WORK REQUEST:
Copy the entries exactly. Leave nothing out and add nothing.
[Start of section]
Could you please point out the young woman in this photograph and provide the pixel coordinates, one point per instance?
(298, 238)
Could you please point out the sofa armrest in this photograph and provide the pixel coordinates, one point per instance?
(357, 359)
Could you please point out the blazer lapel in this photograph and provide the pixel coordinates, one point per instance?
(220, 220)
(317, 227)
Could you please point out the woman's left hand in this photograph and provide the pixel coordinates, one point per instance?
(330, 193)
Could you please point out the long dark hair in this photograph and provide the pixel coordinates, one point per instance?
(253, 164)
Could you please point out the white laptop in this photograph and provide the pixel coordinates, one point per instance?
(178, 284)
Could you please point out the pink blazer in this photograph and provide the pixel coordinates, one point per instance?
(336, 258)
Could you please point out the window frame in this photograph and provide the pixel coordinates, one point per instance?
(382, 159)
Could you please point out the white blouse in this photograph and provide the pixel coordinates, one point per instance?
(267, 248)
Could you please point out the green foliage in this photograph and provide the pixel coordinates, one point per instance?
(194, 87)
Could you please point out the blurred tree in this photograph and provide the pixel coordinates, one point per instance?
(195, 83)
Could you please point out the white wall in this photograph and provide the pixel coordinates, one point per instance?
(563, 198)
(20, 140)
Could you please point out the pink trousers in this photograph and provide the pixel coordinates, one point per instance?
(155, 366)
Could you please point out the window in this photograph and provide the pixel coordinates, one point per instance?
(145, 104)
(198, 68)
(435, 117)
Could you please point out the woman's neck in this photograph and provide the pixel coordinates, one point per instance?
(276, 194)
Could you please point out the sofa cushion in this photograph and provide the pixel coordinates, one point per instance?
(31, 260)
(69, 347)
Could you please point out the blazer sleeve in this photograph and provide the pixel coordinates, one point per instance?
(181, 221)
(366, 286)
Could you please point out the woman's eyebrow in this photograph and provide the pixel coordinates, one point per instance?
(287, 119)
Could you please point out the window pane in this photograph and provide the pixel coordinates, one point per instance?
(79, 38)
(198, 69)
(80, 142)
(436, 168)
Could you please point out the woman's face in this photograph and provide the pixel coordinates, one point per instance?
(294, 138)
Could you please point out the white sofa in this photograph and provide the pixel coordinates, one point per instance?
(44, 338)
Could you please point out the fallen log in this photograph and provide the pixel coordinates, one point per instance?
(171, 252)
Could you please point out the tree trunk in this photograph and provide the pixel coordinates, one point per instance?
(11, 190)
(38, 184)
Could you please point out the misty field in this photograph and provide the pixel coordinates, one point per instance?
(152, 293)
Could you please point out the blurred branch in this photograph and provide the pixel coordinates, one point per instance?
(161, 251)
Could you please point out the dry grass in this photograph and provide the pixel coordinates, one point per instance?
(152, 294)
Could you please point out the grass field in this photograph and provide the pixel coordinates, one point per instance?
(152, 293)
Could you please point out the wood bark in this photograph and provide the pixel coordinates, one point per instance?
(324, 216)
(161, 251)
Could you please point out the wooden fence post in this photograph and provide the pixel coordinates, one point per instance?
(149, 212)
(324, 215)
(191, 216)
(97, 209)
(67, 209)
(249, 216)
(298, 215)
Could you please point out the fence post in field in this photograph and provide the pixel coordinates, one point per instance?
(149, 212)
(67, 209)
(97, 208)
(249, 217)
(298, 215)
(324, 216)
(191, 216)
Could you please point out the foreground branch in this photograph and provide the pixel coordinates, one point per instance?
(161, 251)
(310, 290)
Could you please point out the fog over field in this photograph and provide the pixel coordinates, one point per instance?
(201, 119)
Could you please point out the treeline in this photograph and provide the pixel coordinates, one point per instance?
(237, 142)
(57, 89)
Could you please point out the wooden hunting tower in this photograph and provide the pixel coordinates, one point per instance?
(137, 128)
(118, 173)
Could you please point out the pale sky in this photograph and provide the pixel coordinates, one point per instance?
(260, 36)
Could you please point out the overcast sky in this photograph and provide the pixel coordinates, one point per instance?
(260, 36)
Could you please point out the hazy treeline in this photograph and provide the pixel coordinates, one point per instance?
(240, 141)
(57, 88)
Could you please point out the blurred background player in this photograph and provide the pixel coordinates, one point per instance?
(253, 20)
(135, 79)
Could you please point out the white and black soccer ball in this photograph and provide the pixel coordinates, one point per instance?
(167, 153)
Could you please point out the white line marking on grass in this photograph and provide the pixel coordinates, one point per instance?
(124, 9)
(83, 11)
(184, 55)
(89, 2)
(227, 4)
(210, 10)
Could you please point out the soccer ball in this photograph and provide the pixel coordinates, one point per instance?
[End of section]
TASK SOLUTION:
Could you please point out the young woman in this photograph and provide the pixel coordinates, one point per instance?
(298, 238)
Could you please point out the sofa armrest in this photograph and provide the pixel coordinates, one point per instance?
(357, 359)
Could you please point out the blazer lapel in this photograph and provide the pixel coordinates, one point per instance?
(220, 220)
(317, 227)
Could you please point out the woman's left hand in this photograph and provide the pixel coordinates, one point per instance?
(330, 193)
Could you please point out the long dark hair in this photograph and provide the pixel coordinates, one point per instance?
(253, 164)
Could you please point out the white laptop in this photograph and provide the pixel coordinates, one point per instance?
(178, 284)
Could you please point out the pink blazer in this photograph and provide the pixel coordinates, one point per instance?
(336, 258)
Could you please point out the window frame in this photograph and provide the pixel coordinates, one point per instance?
(382, 159)
Could you please point out the white blouse in this photograph and provide the pixel coordinates, one point per instance?
(267, 248)
Could you please point out the green foliage in this photograph and provide the pixel coordinates, one point per instance?
(194, 87)
Could you please point out the blurred tree in this photograph and provide the pixel coordinates, one point per instance?
(195, 83)
Could you please point out the white wall in this photograph and provide the pixel coordinates, one point per instance?
(563, 198)
(20, 140)
Could you please point out the pink trousers in this photograph and provide the pixel coordinates, one point per instance?
(155, 366)
Could you please point out the window in this photograph and provide the pixel coordinates, one point per instance?
(145, 104)
(198, 68)
(435, 117)
Could you please point out the woman's neck in this photograph and provide the pixel coordinates, one point per instance?
(276, 194)
Could you please point out the sofa cushion in this photograph and provide the pixel coordinates, one point per instance?
(31, 260)
(69, 347)
Could you please point out the blazer sleeve in this photograph and provide the pixel coordinates, one point per instance?
(181, 221)
(366, 286)
Could you please point out the woman's eyebrow in this photograph and provide the pixel coordinates, one point per instance?
(287, 119)
Could you please point out the window pane in this photograph and provide the pixel coordinates, one point per instance?
(79, 38)
(198, 69)
(80, 142)
(436, 168)
Could you please point out the woman's face in this photograph and provide the pixel coordinates, one point per instance?
(294, 138)
Could you please point out the white sofa in this photograph and provide the pixel coordinates, one point per instance?
(44, 338)
Could you please point out the fallen log in this photograph and provide the pixel coordinates, one point per instance?
(171, 252)
Could you please point out the tree trunk in this photograph and provide the pixel coordinates, one point per instance?
(11, 190)
(38, 184)
Could you please point out the misty field in this photograph and provide the pixel coordinates, one point per instance?
(152, 293)
Could you please point out the blurred branch in this photograph and provide the pixel coordinates, one point per instance?
(161, 251)
Could you please point out the dry grass in this photograph and provide the pixel coordinates, one point per instance?
(152, 294)
Could you please point out the grass field in this photograph and provide the pixel coordinates, one point per instance?
(152, 293)
Could you please point out the wood bark in this photograph and provide the pixel coordinates, one point per instance?
(324, 216)
(161, 251)
Could you please point out the wooden fence post in this photograph and provide the pixel coordinates, one point per instance?
(149, 212)
(324, 215)
(191, 216)
(97, 209)
(67, 209)
(249, 216)
(298, 215)
Could you please point out the fence post in field in this photograph and provide the pixel coordinates, one point per instance?
(149, 212)
(67, 209)
(97, 208)
(249, 217)
(298, 215)
(324, 216)
(191, 216)
Could you please point out the foreground branch in this photograph and provide the pixel coordinates, one point per instance?
(161, 251)
(310, 290)
Could you please point out the fog over field in this photograph and provide the pixel coordinates, one point per instance?
(201, 119)
Could you please point out the treeline in this photograph and provide the pixel coordinates, one point per instance?
(237, 142)
(57, 89)
Could you please point out the wooden hunting tower in this photograph and provide the pixel coordinates, one point per instance?
(137, 128)
(118, 173)
Could you please point out the pale sky in this photograph and provide the pixel coordinates, one point per instance?
(260, 36)
Could you please point out the overcast sky in this photograph and provide the pixel coordinates, one point per instance?
(260, 36)
Could you please point out the hazy treeline in this photograph and provide the pixel coordinates, one point per instance?
(240, 141)
(57, 88)
Could you please point out the blurred background player in this photograph and provide the pixel coordinates, one point per instance?
(253, 20)
(135, 79)
Could you please point out the white and black soccer ball in this photograph and provide the pixel coordinates, one point per instance?
(167, 153)
Could you please point out the white line marking on grass in this photograph and provide the pixel coordinates, one point per instance?
(124, 9)
(83, 11)
(184, 55)
(89, 2)
(227, 4)
(210, 10)
Could you please point out the soccer ball in this photograph and provide the pixel coordinates, one point per instance?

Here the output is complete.